**Brief:** Whenever a line in the records below holds the string "sweater", copy it out.

Data excerpts:
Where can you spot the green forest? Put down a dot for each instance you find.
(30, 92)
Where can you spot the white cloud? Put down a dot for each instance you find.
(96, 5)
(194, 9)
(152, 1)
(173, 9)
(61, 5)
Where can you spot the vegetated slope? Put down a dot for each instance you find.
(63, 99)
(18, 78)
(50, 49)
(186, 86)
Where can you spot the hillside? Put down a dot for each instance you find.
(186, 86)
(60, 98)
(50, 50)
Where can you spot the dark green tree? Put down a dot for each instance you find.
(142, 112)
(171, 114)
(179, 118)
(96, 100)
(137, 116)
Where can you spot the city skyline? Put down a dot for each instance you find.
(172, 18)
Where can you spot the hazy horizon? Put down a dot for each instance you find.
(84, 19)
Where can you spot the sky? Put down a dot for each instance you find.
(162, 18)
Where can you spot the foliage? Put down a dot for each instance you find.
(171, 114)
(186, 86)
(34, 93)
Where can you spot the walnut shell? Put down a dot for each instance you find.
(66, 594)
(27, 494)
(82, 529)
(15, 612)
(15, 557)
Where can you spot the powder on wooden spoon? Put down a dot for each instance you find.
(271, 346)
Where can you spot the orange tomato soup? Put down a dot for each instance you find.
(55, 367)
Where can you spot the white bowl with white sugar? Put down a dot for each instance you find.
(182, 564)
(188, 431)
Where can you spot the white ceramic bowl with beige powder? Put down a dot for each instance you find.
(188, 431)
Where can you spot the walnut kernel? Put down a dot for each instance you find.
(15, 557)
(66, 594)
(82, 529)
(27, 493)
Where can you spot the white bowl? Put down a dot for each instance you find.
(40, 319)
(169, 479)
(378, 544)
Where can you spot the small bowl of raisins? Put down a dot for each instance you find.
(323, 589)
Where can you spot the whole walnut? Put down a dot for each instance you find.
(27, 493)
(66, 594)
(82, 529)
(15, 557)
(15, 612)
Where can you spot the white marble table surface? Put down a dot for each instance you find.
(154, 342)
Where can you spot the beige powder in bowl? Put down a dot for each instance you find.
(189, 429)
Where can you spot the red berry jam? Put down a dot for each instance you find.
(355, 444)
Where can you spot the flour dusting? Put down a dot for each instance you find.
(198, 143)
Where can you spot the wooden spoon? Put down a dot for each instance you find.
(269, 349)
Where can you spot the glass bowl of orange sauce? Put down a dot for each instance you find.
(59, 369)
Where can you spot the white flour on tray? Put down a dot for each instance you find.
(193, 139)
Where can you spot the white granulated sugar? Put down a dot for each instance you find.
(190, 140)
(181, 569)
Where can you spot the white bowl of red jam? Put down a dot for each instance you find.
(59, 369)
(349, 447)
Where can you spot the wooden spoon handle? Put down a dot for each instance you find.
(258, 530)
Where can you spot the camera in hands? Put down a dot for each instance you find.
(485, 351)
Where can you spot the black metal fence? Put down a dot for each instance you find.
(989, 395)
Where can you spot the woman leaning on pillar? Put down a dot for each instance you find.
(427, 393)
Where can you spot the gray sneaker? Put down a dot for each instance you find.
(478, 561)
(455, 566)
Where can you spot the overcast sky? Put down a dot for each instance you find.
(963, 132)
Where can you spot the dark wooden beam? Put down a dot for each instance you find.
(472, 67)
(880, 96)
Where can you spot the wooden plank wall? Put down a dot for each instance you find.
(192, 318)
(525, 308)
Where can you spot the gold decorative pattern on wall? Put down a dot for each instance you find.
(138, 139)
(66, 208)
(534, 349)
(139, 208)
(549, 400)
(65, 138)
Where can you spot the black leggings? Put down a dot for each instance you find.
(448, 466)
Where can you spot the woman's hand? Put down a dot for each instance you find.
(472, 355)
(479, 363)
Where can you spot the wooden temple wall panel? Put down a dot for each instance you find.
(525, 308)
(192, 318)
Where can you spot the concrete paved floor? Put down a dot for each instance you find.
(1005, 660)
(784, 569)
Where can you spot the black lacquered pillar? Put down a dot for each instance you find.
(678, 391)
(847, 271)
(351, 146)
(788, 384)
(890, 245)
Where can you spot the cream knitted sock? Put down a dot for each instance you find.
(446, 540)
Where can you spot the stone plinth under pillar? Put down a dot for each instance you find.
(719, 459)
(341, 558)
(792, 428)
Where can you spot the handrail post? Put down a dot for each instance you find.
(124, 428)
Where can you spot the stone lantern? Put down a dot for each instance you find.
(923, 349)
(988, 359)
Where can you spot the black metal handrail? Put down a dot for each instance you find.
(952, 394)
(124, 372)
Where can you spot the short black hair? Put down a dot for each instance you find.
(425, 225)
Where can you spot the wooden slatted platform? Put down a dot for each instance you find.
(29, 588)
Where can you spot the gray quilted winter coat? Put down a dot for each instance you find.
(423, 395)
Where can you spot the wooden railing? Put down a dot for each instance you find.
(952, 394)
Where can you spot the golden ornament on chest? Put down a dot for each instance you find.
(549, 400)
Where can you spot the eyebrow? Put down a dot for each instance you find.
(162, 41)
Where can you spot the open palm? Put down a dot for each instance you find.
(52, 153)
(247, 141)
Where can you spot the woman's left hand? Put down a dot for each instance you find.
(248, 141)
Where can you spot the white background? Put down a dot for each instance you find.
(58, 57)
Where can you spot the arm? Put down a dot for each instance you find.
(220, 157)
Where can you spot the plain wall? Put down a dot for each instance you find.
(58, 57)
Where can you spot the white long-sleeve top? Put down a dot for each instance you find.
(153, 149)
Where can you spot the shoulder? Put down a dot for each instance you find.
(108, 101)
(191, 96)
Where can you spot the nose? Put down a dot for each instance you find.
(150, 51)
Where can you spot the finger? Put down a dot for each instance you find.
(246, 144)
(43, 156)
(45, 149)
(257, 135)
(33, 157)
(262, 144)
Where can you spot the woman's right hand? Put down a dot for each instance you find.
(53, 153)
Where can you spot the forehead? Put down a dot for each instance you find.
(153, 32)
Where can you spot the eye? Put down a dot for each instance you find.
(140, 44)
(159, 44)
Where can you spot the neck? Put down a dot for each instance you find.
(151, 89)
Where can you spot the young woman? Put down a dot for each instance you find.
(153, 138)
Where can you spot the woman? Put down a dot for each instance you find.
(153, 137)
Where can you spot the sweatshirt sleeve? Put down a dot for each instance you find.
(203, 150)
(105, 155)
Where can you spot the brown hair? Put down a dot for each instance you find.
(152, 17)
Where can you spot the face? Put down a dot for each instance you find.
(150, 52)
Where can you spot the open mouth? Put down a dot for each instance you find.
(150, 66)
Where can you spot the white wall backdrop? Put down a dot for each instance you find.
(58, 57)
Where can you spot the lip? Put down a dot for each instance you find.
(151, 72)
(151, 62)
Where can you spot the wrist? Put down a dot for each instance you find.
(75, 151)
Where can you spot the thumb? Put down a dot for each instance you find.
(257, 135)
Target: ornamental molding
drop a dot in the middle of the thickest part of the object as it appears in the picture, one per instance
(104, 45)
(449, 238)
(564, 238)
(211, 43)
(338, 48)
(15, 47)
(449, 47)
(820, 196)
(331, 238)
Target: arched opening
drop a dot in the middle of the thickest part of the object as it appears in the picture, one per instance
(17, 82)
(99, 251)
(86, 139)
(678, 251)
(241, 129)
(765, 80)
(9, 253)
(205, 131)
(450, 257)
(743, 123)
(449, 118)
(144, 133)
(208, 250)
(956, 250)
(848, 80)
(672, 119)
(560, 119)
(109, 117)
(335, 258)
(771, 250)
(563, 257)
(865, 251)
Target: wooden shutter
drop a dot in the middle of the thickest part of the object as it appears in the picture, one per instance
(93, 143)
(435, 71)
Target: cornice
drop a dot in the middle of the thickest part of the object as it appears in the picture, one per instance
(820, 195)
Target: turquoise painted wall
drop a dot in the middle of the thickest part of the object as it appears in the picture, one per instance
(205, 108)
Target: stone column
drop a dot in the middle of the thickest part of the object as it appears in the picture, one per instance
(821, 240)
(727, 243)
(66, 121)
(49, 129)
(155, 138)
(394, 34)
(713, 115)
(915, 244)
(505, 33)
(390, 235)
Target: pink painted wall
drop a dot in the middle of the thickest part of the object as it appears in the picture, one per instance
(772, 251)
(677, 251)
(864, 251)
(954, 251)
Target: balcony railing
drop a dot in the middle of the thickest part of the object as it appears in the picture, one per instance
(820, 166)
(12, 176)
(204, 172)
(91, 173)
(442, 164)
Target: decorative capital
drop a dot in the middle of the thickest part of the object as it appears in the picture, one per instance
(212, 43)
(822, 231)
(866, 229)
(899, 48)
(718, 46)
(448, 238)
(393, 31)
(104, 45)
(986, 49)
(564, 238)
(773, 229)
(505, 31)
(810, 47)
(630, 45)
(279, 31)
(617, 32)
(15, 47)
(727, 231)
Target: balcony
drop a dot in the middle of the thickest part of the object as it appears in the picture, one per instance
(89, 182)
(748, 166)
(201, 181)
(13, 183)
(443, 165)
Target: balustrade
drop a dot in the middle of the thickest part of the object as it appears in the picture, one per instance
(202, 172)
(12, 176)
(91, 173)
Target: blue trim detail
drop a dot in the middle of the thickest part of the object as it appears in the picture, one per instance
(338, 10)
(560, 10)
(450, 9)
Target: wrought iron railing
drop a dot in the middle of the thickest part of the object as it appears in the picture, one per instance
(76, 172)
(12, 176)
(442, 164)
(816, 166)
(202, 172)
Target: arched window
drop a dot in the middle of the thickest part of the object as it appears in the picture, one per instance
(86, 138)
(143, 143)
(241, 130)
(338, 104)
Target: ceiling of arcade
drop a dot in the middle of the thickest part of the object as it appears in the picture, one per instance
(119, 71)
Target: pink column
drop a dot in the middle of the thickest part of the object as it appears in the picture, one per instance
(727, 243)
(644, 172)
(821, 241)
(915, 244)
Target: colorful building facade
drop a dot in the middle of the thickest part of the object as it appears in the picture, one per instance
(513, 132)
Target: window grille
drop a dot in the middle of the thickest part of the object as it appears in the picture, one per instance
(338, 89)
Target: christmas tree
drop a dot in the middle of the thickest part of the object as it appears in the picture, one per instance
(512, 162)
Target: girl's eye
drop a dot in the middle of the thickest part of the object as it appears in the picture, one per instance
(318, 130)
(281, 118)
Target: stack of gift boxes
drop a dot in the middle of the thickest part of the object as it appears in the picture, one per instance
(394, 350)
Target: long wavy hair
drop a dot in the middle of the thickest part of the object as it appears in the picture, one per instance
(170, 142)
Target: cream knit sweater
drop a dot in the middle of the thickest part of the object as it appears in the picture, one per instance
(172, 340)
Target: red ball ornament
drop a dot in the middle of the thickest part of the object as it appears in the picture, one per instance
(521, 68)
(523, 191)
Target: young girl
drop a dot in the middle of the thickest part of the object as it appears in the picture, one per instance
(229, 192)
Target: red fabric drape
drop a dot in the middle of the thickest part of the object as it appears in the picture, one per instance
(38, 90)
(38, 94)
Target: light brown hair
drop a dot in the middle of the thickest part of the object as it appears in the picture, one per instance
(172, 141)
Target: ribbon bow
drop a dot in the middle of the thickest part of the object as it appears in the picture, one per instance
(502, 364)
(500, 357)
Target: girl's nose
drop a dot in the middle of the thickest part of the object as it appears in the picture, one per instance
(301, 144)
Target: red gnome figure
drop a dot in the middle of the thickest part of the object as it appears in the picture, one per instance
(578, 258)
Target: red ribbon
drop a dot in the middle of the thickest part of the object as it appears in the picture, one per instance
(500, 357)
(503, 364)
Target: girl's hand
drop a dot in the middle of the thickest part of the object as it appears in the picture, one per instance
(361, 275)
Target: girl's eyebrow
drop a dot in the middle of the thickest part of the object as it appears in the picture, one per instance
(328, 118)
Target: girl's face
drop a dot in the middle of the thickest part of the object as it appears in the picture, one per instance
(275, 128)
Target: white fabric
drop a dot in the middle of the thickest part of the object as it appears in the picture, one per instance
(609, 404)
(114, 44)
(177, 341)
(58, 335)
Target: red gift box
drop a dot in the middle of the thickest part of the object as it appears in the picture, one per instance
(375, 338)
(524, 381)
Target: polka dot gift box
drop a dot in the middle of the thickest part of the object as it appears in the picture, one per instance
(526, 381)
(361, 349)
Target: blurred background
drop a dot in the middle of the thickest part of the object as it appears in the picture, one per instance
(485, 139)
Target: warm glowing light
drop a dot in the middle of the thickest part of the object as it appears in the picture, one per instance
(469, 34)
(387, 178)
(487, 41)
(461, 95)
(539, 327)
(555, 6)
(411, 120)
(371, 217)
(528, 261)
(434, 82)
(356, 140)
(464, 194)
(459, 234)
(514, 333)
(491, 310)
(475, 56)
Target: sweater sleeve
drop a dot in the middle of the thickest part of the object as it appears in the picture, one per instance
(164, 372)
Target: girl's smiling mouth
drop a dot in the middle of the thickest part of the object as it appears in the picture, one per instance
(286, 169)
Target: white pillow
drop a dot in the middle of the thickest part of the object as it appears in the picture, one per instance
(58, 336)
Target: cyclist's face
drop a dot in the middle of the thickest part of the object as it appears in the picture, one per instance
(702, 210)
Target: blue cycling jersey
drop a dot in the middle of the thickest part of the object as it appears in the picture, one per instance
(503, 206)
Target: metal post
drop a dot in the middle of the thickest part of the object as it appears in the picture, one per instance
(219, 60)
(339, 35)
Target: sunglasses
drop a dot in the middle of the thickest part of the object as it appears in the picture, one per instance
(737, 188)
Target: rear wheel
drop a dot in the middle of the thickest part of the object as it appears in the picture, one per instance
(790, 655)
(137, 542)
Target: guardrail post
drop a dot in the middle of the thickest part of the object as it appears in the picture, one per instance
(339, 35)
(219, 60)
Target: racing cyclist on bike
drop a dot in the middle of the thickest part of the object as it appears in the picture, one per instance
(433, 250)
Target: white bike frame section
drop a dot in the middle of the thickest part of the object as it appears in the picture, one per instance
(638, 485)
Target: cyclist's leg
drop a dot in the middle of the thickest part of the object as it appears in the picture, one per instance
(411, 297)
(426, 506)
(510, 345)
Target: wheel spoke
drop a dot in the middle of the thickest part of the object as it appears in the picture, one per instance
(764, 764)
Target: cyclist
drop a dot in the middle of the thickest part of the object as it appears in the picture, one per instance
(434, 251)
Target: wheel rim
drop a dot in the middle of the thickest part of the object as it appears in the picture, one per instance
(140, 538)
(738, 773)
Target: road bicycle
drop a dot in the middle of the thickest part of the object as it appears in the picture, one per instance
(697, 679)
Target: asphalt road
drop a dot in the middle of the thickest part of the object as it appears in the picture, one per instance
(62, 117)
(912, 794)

**Exercise response:**
Target: cream knit sweater
Target: sweater sleeve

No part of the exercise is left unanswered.